WORK INSTRUCTIONS:
Answer these questions from the article on broadband vouchers for start-ups, one per line:
1. About how many rules does the government plan to remove or amend for start-ups?
2. How much of the £1.1 billion package goes to broadband vouchers?
3. How many "growth hot-spot" towns and cities are taking part in the Connection Vouchers Scheme so far?

PASSAGE TO READ:
------------------------------------------------

06/02/2014 06:13 GMT | Updated 02/04/2014 06:59 BST

Government's Online Start-ups Push Is Admission of Broadband Postcode Lottery

For small businesses to thrive it is vital they get off the ground quickly. So it makes perfect sense that as part of this initiative the government is committed to a package of measures worth £1.1 billion aimed at stimulating entrepreneurial growth.

Having once been a small business owner myself I applaud this week's pledge by the British government to simplify regulations for start-ups by removing or amending around 3,000 rules that will save the nation's small businesses a total of £850 million a year. I also believes in greater simplicity for small businesses. For small businesses to thrive it is vital they get off the ground quickly. So it makes perfect sense that as part of this initiative the government is committed to a package of measures worth £1.1 billion aimed at stimulating entrepreneurial growth. Included in the package is £100m of broadband vouchers to help businesses get online.

So far some 22 "growth hot-spot" towns and cities around the UK are participating in the Connection Vouchers Scheme. Start-up firms must first submit an application form and outline the potential benefits superfast broadband could bring to their business. Certainly I am strongly in favour of any move that encourages small businesses to help themselves to better broadband access. While standards of broadband connectivity are by and large pretty good there are still pockets of the country where speeds of 1 MB or below are the norm. If the scheme allows more firms in these areas to take advantage of cloud security services it should make for a brighter future for smaller businesses.

------------------------------------------------

RECORDED INFORMATION:
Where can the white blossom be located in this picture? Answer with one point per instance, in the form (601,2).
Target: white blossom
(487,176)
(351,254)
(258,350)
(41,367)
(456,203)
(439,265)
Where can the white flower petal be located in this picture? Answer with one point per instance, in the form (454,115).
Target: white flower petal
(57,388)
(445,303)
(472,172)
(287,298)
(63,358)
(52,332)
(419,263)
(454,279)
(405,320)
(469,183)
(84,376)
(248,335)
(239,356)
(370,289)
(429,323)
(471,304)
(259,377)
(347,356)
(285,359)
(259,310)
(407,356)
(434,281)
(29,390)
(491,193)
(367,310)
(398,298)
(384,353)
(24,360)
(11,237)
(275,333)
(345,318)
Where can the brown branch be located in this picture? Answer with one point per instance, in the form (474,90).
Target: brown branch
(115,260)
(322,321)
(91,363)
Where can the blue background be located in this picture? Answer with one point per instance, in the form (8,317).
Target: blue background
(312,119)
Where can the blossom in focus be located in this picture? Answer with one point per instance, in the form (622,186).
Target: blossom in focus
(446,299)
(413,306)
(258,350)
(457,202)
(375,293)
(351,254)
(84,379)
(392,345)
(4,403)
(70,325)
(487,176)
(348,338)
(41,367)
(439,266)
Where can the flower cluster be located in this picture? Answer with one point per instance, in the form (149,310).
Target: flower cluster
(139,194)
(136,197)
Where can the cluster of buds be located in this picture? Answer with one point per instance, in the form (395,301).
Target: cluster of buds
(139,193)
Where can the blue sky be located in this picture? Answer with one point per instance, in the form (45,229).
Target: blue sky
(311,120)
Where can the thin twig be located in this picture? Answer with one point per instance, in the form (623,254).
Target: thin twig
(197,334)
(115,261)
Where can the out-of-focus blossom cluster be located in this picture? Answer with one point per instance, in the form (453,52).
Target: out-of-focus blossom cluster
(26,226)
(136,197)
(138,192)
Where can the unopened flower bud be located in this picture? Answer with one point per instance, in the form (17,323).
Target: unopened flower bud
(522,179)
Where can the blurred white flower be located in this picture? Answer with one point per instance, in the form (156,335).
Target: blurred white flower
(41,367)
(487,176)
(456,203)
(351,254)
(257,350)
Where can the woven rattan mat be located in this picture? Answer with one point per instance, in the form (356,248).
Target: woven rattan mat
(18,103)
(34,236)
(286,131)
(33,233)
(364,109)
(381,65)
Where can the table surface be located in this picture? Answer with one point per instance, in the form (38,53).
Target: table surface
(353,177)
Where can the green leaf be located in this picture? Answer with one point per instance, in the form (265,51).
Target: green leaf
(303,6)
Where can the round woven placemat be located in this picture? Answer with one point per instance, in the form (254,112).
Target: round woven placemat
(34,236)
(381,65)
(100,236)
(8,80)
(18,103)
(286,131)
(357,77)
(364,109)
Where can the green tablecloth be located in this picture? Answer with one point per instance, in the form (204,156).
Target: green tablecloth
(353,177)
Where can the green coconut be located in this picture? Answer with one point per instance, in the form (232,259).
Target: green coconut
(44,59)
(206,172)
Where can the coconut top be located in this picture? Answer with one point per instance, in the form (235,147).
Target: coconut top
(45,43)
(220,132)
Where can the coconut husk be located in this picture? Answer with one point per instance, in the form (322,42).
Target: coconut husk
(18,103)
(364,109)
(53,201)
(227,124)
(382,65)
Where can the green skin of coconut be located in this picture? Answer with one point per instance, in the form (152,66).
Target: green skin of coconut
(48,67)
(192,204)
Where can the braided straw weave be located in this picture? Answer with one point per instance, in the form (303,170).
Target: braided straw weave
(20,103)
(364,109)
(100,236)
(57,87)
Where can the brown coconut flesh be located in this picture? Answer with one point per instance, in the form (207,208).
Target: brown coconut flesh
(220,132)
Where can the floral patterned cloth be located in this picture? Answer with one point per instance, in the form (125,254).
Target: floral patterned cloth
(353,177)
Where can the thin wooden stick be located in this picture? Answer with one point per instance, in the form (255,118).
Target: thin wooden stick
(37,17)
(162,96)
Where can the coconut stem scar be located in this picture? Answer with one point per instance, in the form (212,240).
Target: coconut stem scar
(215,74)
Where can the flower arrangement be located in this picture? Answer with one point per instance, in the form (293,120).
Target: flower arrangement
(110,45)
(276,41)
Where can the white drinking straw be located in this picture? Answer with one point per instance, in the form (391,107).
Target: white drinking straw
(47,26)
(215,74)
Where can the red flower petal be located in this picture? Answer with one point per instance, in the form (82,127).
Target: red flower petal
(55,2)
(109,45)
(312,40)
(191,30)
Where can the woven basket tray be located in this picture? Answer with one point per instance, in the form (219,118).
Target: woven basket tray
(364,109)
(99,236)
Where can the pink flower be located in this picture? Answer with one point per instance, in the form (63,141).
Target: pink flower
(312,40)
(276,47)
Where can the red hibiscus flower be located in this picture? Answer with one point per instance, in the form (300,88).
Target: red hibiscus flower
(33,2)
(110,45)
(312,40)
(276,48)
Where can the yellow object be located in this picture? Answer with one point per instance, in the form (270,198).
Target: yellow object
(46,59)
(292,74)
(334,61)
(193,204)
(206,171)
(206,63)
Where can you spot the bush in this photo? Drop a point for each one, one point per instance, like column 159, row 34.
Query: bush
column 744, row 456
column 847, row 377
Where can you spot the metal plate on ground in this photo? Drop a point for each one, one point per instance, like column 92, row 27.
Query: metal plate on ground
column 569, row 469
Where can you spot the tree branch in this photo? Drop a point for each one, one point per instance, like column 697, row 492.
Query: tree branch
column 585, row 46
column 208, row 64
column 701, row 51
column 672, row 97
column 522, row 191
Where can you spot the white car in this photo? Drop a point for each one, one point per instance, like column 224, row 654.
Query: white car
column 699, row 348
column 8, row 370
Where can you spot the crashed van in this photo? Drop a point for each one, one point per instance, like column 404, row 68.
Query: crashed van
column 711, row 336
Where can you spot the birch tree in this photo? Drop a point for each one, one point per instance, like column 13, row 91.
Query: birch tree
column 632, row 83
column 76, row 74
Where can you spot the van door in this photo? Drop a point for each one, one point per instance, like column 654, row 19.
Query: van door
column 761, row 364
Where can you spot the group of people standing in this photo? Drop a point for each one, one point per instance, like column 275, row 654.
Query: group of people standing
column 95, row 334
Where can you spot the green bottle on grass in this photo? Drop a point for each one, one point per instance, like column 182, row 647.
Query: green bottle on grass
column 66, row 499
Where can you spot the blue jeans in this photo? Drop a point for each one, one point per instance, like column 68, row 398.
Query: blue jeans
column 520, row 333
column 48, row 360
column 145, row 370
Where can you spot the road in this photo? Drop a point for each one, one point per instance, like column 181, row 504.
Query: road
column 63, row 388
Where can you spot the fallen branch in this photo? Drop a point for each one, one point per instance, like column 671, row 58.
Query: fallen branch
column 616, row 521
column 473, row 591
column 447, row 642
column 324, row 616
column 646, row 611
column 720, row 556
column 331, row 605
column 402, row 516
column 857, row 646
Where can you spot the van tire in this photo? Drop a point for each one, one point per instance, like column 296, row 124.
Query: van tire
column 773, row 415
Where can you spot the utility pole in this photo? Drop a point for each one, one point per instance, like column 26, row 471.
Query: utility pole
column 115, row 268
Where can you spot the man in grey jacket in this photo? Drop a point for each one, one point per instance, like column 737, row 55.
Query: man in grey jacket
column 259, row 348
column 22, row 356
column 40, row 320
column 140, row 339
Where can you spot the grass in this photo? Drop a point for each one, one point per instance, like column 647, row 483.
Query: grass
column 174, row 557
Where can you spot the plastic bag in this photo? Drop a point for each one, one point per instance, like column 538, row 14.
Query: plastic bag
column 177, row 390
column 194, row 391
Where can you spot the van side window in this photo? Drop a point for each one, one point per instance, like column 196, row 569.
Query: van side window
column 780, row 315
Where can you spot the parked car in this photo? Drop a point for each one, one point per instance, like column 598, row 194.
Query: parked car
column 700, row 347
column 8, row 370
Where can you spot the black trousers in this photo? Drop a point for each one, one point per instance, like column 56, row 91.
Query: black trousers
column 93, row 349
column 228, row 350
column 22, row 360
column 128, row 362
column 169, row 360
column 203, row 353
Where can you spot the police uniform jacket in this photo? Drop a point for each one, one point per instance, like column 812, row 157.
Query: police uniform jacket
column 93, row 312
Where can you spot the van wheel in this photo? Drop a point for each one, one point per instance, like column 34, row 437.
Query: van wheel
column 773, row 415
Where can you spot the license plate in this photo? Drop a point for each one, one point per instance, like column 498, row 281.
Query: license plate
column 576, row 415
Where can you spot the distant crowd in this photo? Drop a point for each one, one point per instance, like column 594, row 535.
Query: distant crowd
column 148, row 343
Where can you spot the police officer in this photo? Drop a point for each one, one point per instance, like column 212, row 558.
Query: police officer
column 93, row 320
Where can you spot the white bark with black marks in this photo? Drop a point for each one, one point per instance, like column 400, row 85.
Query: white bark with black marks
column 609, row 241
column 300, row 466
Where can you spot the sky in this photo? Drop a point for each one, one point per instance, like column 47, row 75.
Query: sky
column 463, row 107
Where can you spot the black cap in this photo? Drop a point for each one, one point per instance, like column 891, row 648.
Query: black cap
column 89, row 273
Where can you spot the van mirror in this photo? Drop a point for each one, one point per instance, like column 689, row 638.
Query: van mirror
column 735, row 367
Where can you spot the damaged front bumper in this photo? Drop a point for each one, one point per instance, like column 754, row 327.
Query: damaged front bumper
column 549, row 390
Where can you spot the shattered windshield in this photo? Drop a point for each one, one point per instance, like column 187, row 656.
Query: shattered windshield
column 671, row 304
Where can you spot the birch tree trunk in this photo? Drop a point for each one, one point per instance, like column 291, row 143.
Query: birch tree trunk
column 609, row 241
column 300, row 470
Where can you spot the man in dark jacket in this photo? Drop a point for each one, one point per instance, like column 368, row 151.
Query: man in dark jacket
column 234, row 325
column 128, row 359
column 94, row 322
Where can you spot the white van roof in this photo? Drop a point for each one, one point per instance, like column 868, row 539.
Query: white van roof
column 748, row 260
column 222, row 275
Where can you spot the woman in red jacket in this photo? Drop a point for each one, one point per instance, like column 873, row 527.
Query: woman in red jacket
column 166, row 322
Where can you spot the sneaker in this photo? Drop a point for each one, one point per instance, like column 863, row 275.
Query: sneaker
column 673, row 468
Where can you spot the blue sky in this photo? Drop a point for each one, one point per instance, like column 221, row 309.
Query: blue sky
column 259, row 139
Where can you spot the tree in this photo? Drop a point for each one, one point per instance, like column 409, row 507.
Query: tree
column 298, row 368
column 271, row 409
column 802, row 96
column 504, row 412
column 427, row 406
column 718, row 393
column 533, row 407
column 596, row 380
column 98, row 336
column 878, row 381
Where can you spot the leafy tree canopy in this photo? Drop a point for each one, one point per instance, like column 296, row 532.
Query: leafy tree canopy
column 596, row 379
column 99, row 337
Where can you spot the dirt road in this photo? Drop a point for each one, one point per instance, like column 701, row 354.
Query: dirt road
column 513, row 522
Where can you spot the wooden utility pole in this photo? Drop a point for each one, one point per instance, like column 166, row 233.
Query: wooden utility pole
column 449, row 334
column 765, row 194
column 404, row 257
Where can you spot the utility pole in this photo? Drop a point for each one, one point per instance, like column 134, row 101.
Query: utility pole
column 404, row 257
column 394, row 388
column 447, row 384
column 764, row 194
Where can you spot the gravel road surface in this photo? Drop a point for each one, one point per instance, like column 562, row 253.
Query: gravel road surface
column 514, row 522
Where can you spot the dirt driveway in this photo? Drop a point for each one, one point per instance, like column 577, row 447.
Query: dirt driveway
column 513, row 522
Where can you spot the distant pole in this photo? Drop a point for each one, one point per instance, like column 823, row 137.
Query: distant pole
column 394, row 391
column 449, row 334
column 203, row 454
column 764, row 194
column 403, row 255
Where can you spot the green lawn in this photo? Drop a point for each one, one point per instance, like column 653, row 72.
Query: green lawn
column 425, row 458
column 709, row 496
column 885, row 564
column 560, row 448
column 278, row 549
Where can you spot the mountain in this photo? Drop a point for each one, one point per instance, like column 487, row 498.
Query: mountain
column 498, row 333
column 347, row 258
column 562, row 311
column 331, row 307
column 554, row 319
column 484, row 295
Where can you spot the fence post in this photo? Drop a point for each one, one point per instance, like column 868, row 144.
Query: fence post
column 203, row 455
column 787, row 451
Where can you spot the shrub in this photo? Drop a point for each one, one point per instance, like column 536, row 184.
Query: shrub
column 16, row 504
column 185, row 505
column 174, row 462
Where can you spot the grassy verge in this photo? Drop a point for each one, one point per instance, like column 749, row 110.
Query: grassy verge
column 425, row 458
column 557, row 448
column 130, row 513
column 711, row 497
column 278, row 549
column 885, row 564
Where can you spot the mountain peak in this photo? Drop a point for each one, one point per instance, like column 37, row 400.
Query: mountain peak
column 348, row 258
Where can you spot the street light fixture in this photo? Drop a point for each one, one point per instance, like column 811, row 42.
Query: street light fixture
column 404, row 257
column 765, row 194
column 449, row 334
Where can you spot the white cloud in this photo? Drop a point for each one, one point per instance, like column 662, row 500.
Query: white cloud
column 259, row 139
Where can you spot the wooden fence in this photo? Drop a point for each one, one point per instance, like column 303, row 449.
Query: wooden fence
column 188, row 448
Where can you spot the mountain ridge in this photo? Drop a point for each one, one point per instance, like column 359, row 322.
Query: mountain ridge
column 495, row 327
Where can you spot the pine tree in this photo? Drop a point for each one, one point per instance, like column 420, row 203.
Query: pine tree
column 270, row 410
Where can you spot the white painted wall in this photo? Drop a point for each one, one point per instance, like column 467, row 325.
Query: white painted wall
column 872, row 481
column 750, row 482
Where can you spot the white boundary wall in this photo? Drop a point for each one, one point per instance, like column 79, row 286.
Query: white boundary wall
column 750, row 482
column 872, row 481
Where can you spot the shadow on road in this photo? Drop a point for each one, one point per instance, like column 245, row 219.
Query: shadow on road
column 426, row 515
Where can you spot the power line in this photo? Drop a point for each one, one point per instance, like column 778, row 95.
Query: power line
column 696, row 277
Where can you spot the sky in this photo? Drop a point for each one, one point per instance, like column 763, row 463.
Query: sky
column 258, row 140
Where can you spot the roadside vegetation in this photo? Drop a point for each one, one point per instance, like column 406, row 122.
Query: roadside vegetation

------------------------------------------------

RESPONSE TO THIS TASK:
1. Around 3,000
2. £100m
3. Some 22